Items from a data source:
----

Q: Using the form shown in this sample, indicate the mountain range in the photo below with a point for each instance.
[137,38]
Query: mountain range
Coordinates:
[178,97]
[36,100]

----

● **Short exercise**
Rewrite the data above with every "mountain range" changed to "ridge", leaving all other text unchanged.

● **The result**
Q: Using the form shown in this sample, indicate the ridge in the photo below with a point for each instance.
[137,38]
Query: ridge
Coordinates:
[178,97]
[36,100]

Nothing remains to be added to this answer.